WORK INSTRUCTION. Omit every image, and transcribe the remaining entries exactly as given.

[DATA EXCERPTS]

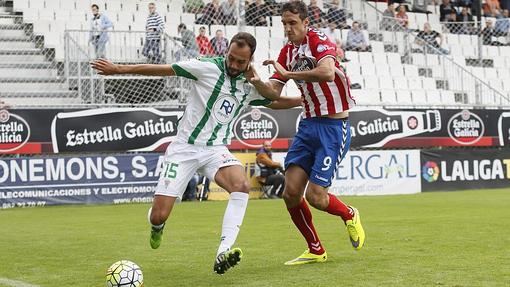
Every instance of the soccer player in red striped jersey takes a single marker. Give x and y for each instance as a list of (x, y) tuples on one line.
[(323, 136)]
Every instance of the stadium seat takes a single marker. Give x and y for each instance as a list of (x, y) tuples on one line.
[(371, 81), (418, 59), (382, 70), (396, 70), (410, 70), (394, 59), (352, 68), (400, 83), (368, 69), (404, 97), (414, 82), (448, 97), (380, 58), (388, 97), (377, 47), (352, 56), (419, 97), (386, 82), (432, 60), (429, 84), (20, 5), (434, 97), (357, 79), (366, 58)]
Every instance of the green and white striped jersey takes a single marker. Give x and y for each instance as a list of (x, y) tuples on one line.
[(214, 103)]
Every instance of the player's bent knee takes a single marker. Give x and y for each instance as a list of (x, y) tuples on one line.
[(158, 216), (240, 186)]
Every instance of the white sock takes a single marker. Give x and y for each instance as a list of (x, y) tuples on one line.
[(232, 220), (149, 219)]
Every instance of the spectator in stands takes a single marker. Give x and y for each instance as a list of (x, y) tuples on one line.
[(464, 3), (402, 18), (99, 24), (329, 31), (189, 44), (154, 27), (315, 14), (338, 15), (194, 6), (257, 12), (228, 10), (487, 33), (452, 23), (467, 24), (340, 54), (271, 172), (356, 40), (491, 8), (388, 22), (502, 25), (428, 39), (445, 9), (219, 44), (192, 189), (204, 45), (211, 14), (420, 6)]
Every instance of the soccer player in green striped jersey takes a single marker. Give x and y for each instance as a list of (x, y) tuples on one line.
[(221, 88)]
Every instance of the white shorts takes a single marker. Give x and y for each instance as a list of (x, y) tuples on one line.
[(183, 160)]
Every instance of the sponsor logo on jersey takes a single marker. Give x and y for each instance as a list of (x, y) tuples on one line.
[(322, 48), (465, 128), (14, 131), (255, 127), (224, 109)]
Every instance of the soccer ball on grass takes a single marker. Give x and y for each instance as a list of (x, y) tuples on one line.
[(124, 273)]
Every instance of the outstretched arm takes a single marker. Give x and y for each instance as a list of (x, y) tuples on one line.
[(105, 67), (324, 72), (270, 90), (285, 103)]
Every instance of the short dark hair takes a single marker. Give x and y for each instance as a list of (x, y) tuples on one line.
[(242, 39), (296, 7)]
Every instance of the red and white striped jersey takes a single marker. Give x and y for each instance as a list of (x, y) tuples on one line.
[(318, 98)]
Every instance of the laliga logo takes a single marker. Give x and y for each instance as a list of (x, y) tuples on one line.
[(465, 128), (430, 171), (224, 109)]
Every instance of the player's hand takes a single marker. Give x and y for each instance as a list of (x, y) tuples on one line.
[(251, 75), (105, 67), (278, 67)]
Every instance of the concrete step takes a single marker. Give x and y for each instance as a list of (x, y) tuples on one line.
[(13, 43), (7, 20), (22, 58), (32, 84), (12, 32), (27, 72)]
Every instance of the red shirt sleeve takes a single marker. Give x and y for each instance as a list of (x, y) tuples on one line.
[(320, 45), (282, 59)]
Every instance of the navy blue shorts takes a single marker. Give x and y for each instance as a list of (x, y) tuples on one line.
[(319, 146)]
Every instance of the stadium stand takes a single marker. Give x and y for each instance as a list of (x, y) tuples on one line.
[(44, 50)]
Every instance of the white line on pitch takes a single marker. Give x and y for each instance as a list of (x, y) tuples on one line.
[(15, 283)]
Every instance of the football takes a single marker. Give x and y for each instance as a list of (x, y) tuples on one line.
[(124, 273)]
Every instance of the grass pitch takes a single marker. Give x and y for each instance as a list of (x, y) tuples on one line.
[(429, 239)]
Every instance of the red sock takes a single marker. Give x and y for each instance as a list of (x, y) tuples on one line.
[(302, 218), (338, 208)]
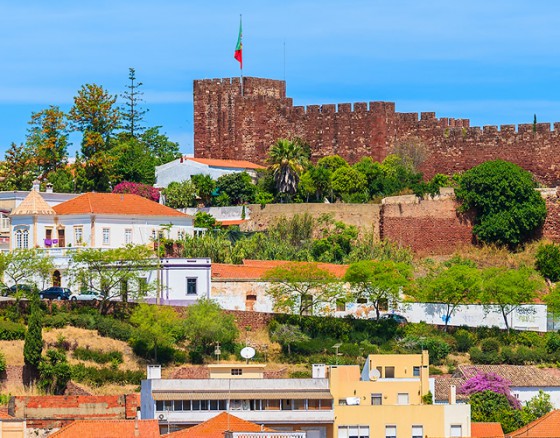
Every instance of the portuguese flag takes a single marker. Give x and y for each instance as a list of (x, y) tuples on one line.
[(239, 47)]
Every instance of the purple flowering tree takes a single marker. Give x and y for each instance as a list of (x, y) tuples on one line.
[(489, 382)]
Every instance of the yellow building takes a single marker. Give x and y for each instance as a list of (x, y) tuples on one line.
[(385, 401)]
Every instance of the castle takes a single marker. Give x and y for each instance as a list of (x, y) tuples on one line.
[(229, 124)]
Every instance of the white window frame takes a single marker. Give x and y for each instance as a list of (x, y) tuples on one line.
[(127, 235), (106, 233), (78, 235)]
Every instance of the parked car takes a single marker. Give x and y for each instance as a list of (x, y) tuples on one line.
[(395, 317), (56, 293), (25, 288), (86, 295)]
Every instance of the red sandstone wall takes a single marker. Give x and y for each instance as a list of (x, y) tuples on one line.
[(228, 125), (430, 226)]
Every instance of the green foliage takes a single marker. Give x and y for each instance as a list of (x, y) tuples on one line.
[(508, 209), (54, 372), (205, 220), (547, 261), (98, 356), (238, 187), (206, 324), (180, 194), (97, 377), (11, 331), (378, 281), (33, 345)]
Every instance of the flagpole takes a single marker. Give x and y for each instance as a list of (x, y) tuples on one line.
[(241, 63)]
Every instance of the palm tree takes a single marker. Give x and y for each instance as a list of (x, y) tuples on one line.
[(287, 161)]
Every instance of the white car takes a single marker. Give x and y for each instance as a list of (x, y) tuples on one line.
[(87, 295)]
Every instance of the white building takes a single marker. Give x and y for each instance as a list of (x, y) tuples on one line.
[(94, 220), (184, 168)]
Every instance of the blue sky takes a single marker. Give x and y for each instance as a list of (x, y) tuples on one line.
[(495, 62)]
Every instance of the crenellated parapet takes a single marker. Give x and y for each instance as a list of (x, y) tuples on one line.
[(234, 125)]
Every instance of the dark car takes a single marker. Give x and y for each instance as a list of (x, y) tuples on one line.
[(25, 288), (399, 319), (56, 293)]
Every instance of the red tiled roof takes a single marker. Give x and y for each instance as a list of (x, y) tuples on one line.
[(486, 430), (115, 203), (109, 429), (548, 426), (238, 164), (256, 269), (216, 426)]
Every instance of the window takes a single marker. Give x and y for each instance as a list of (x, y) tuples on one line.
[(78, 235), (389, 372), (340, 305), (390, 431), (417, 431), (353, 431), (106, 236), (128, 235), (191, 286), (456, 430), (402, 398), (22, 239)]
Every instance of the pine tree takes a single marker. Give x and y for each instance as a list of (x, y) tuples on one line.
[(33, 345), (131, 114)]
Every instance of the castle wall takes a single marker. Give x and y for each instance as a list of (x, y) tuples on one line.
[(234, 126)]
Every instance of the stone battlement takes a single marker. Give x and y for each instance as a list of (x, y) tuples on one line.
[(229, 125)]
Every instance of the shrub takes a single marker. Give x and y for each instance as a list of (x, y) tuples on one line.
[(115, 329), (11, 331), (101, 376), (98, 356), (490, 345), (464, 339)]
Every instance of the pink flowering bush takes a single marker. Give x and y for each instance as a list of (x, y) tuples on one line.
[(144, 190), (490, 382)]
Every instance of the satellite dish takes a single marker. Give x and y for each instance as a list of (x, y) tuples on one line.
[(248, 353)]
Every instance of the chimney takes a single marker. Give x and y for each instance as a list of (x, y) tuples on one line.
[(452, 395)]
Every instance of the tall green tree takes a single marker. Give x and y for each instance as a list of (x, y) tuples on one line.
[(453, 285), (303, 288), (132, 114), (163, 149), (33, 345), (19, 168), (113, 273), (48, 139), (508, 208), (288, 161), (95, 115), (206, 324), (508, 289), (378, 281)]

[/DATA EXCERPTS]

TASK ANSWER.
Every instance of the soccer player in red striped jersey takes a single marker. Give x and y for each instance as a list of (x, y) tuples on one line.
[(323, 136)]
Every instance of the stadium seat takes a single marker. Give x and y for each instance as a list of (x, y) tuples on one line.
[(371, 81), (418, 59), (382, 70), (396, 70), (410, 70), (394, 59), (352, 68), (400, 83), (368, 69), (404, 97), (414, 82), (448, 97), (380, 58), (388, 97), (377, 47), (352, 56), (419, 97), (386, 82), (432, 60), (429, 84), (20, 5), (434, 97), (357, 79), (366, 58)]
Every instance of the green and white striped jersey takes a single marker. Give x and y for each instance as a list of (x, y) tuples on one line.
[(214, 103)]
Every instance of the player's bent knee takes a single marker. Give x and y for each instance as a list of (x, y) tuples on one line.
[(158, 216), (240, 186)]
Every instance of the white sock takes a single marker. Give x and y for each instance as a list of (x, y) tuples on one line.
[(232, 220), (149, 219)]
Every instance of the spectator in stands takes a single marker. Give x and y for each instance as a list of (x, y) tuples on one line.
[(464, 3), (402, 18), (99, 24), (329, 31), (189, 44), (154, 27), (315, 14), (338, 15), (194, 6), (257, 12), (228, 10), (487, 33), (452, 23), (467, 24), (340, 54), (271, 172), (356, 40), (491, 8), (388, 22), (502, 25), (428, 39), (445, 9), (219, 44), (192, 189), (204, 45), (211, 14), (420, 6)]
Every instance of the soccer player in green striped jersey takes a single marker. Give x and y for each instance as a list of (x, y) tuples on one line.
[(221, 88)]
Every instance of the white shorts takes a single marker. Give x and y for each instance as a list of (x, y) tuples on one line.
[(183, 160)]
Every instance of the sponsor logo on jersey takes a single marker. Give x and y for each instance as a list of (x, y) tuples on one line.
[(322, 48), (465, 128), (14, 131), (255, 127), (224, 109)]
Every instance of the soccer ball on grass takes a single marker. Give x and y for each instance as a list of (x, y) tuples on one line.
[(124, 273)]
Every instance of the outstretched arm takes a single marker. Give x and y for each instance as a list of (x, y) tuples on one line.
[(105, 67), (324, 72), (270, 90), (285, 103)]
Every instance of the short dark hair takes a single marker. Give x and y for each instance as a list of (x, y) tuples on one line.
[(242, 39), (296, 7)]
Every instance of the red and white striped jersey takes a single marker. Give x and y for each instance as a list of (x, y) tuples on one line.
[(318, 98)]
Every instance of the laliga logo takes a single marker. Give x and y for each instance as a list of (x, y) tuples on one line.
[(465, 128), (430, 171), (224, 109)]
Every instance of the player's hand takes a single marker. Give x and y for each instance as a list of (x, y) tuples on one line.
[(251, 75), (105, 67), (278, 67)]
Every instance of the concrete step takes a single marker. Give x and y for each instance as a list of (x, y) tuples on one line.
[(13, 43), (7, 20), (22, 58), (32, 84), (12, 32), (27, 72)]
Every instance of the red shirt sleeve takes a single marker. Give x and y for each instance as a list of (x, y) tuples on one line.
[(320, 45), (282, 59)]
Every instance of the navy blue shorts takes a single marker. Give x and y for each instance as a list of (x, y) tuples on one line.
[(319, 146)]
Every instance of the stadium stand takes a single marker. Give x and y for each instance as a list of (x, y) tuples on one line.
[(44, 50)]
Every instance of the white line on pitch takes a single marker. Give x and y for each instance as a list of (x, y) tuples on one line.
[(15, 283)]
Every instance of the football takes a single marker. Give x and y for each instance as a list of (x, y) tuples on one line.
[(124, 273)]
Every instance of the grass pitch takes a single marker. Give x and y for each instance as a list of (x, y) tuples on one line.
[(429, 239)]
Every instance of the red sock takes a single marker. Give x and y for each instance as a list of (x, y) tuples on one line.
[(302, 218), (338, 208)]
Every instance of the portuguese flag takes a single marker. Give x and y for each instance as a list of (x, y) tuples on one line.
[(239, 47)]
Every instance of the purple flowering tree takes a single marker. Give x and y for each instance as a list of (x, y) tuples on one line.
[(489, 382)]
Every instance of the yellow building takes a single marker. Give x and y for each instance as a list of (x, y) tuples on one line.
[(385, 401)]
Every instance of the castle takes a single marker. Give x and y for each instance as a list of (x, y) tuples on one line.
[(229, 124)]
Every instance of the white window frame takes a single marker. Give x and y for each instance as a list of (x, y) tuples on one line.
[(127, 235), (106, 233), (78, 235)]
Every instance of the parked car takes a single marker. Give x and y for each instance as a list of (x, y) tuples on one line.
[(395, 317), (56, 293), (25, 288), (86, 295)]
Every instance of the red sandstone wall takes a single marker. Give x and y for each instance as a list of (x, y) tuples on one line.
[(228, 125), (430, 226)]
Every instance of the green foliage takes a single marker. Give x and y for each instance as a list of (x, y) tuples on one line.
[(508, 209), (54, 372), (205, 220), (547, 261), (98, 356), (238, 187), (206, 324), (180, 194), (97, 377), (11, 331), (378, 281), (33, 345)]
Every instance of the flagpole takes a single marker. Give x and y for each instance as a list of (x, y) tuples on one line.
[(241, 63)]
Every instance of the palm tree takes a single marker. Give x and y for each instance as a list of (x, y) tuples on one line.
[(287, 161)]
Every instance of the white car takes a single marker. Give x and y for each instance as a list of (x, y) tuples on one line.
[(87, 295)]
Every instance of the white building takes a single marker. Give x and y for each instance as a list of (x, y) tuples on one line.
[(94, 220), (184, 168)]
Every instance of the blue sky takes a single marker. Give x and y for each instance as a list of (x, y) tuples on one line.
[(495, 62)]
Every instance of the crenellated parapet takes a single marker. Give x and y for each instance as a list of (x, y) tuples on one line.
[(234, 125)]
Every instance of the dark car takes a single marker. Give x and y for each instance as a list of (x, y) tuples on one line.
[(25, 288), (399, 319), (56, 293)]
Every instance of the red tiled roof takes a single marker. Give x and y for each instance as a list of (x, y) tuples on one line.
[(486, 430), (115, 203), (109, 429), (548, 426), (238, 164), (256, 269), (216, 426)]
Every instance of the window takes a single marker. Give x and y for each instance as a list of (x, y) tuples on one line.
[(78, 235), (389, 372), (340, 305), (390, 431), (417, 431), (353, 431), (106, 236), (128, 235), (191, 286), (456, 430), (402, 398), (22, 239)]
Every instance of the pine tree takes a single marker. Give x and y for each instance as a list of (x, y) tuples on one line.
[(33, 345), (131, 114)]
Every instance of the castle wall takes a single marker. Give x and y for each instance as a list of (x, y) tuples on one line.
[(234, 126)]
Every instance of the stone battlement takes a single marker. Give x and y for each instance as a list of (x, y) tuples on one line.
[(229, 125)]
Every instance of the shrub takes a single marker. Give x and y for each instance as a list of (x, y) tuples on one line.
[(115, 329), (11, 331), (101, 376), (98, 356), (490, 345), (464, 339)]
Every instance of the pink flowering bush takes a single marker. Give x and y for each instance as a list of (x, y) tuples on one line.
[(144, 190), (490, 382)]
Every instance of the satellite dish takes a single marker. Give x and y for each instance as a list of (x, y) tuples on one line.
[(248, 353)]
Every instance of the chimney takes a single marker. Give x and y for each instance as a list of (x, y) tuples on one line.
[(452, 395)]
Every instance of the tall green tree takes a single marker. Give x and y for each instance as a list of (x, y) tuples on one line.
[(453, 285), (303, 288), (132, 114), (163, 149), (33, 345), (19, 168), (113, 273), (48, 139), (508, 208), (288, 161), (95, 115), (206, 324), (508, 289), (378, 281)]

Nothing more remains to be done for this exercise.